Source extract
========================

He told that when we were kids, if we remember back then, he left for days. He filled a sako bag with bird's nests and got to hunt a lot of pinget on his way back home. He excitedly left for the city to sell them. Mind you, the fare costed much back then for transportation was also expensive. Not much people could travel on a return trip.
When he got to the city, he reached out to a well-known restaurant to trade his game. He was offered 3000 pesos for the sako bag of bird's nest and the collection of pinget combined. That was too little. Too less than the "fortune" he was aiming to get for. Since he was already there, he took the money and left, went back home to us.
He said to me that night, he wouldn't have traded the game for 3000 pesos but at that time, the only money he had was his fare to come home and food allowance. Imagine the effort to climb for the nests, the risk to hunt for the birds since he might get mistaken as a communist (even if what he's using is an airgun). He remembered how our mother wasn't even close to fifty percent supportive of the idea of him leaving home for days to hunt pinget and bird's nests. But she said nothing when he came back home fine and - being the happy person he is, smiling.

========================

Record excerpts
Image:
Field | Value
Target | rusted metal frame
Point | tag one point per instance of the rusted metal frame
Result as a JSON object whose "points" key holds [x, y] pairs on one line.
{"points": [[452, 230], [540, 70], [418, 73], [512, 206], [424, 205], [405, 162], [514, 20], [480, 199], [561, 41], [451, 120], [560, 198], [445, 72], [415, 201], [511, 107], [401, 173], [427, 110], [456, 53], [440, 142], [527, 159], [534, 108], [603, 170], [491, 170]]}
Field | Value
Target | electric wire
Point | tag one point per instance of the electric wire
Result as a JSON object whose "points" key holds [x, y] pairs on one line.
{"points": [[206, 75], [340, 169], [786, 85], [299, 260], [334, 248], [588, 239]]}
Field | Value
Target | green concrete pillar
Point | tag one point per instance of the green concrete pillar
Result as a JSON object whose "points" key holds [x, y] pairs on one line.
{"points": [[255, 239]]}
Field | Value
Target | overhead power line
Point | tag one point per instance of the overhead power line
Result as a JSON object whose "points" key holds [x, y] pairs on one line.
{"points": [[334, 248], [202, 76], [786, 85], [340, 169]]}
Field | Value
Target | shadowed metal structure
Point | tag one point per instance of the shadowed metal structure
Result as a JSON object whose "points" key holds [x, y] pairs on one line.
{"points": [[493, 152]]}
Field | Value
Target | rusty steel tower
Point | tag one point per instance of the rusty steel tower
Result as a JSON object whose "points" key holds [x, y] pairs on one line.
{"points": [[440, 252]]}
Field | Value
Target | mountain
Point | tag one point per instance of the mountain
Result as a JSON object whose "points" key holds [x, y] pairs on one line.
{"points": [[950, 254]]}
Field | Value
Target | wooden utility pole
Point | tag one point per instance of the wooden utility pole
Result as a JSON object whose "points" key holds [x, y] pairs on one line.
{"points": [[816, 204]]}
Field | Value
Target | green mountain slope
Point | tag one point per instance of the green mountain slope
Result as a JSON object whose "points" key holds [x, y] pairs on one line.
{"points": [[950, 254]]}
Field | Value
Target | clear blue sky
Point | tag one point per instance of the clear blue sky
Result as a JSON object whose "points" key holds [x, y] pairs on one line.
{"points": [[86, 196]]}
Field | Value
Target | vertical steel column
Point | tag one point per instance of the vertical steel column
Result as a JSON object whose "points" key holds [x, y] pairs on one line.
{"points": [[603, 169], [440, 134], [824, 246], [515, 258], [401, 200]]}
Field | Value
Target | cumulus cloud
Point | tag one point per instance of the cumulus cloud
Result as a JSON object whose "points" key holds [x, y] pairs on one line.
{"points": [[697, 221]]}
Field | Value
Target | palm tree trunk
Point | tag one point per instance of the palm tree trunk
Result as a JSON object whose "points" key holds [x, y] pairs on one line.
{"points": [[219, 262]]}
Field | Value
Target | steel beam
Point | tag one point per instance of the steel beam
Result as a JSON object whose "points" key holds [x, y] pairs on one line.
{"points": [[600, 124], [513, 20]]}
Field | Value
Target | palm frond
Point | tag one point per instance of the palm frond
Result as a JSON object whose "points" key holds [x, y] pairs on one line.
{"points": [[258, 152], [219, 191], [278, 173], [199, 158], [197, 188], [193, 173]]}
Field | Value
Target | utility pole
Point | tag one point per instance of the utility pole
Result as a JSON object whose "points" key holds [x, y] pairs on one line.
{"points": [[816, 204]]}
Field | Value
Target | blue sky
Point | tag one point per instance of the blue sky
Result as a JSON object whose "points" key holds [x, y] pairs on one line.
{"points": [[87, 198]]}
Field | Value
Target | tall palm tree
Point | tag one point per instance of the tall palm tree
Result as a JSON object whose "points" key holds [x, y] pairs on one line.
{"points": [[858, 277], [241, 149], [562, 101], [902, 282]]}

========================

Problem to solve
Can you reproduce the story about hunting pinget, starting at "He said to me" and ending at "he is, smiling.", updated so that "air rifle" appears in place of "airgun"?

Exercise solution
He said to me that night, he wouldn't have traded the game for 3000 pesos but at that time, the only money he had was his fare to come home and food allowance. Imagine the effort to climb for the nests, the risk to hunt for the birds since he might get mistaken as a communist (even if what he's using is an air rifle). He remembered how our mother wasn't even close to fifty percent supportive of the idea of him leaving home for days to hunt pinget and bird's nests. But she said nothing when he came back home fine and - being the happy person he is, smiling.